Required action: Reproduce what is written in the records below exactly, and leave out the images.

[Start of Attachment]

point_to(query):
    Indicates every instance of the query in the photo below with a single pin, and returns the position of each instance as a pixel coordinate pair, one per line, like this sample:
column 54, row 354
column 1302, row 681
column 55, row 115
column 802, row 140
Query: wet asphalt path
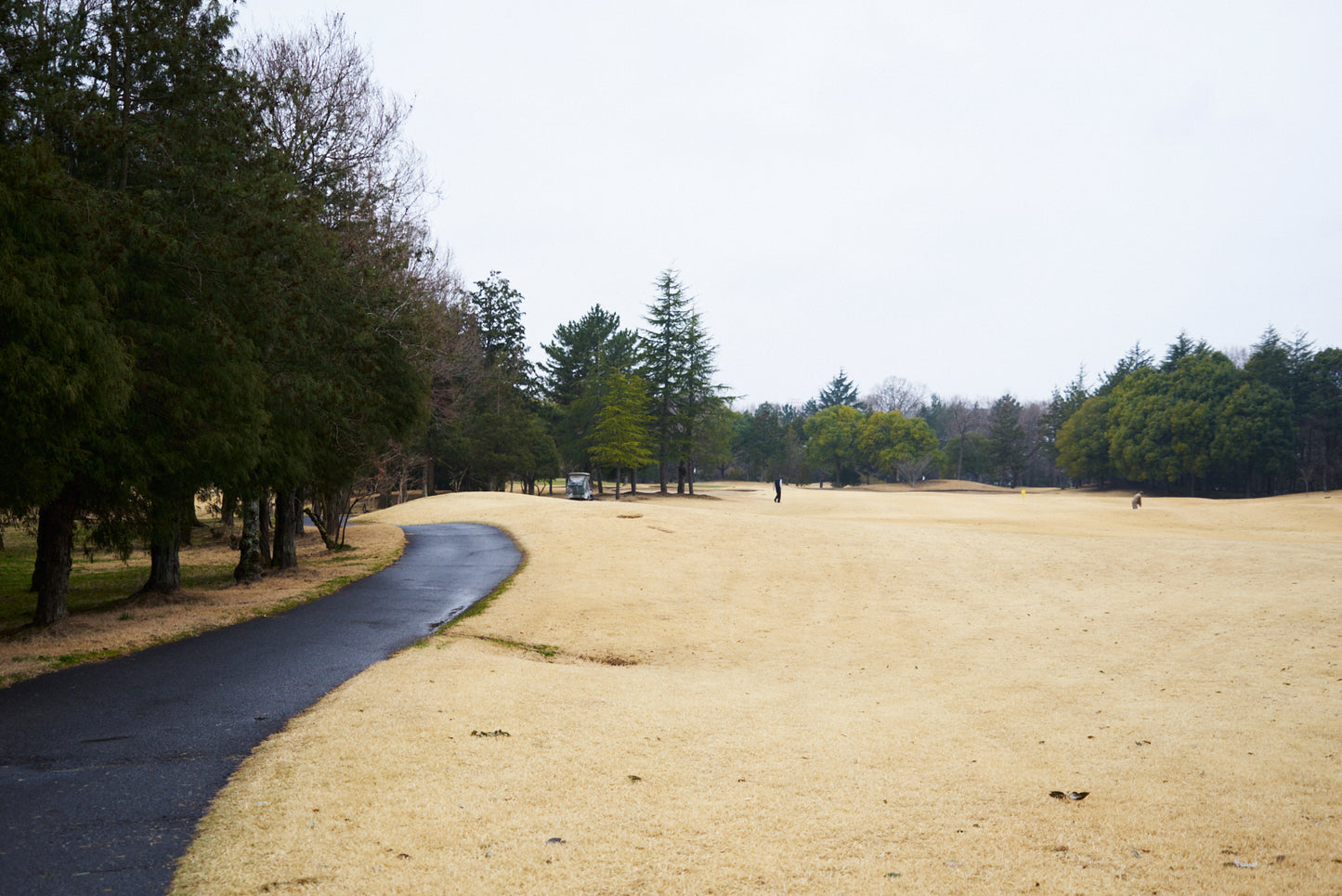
column 105, row 769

[End of Attachment]

Your solution:
point_to(query):
    Indicates every instance of the query in the photo below with a single pin, and returns the position of each instance as a pixel coordinate pair, one per line, like this sample:
column 54, row 354
column 1302, row 681
column 55, row 115
column 802, row 140
Query: wet asphalt path
column 105, row 769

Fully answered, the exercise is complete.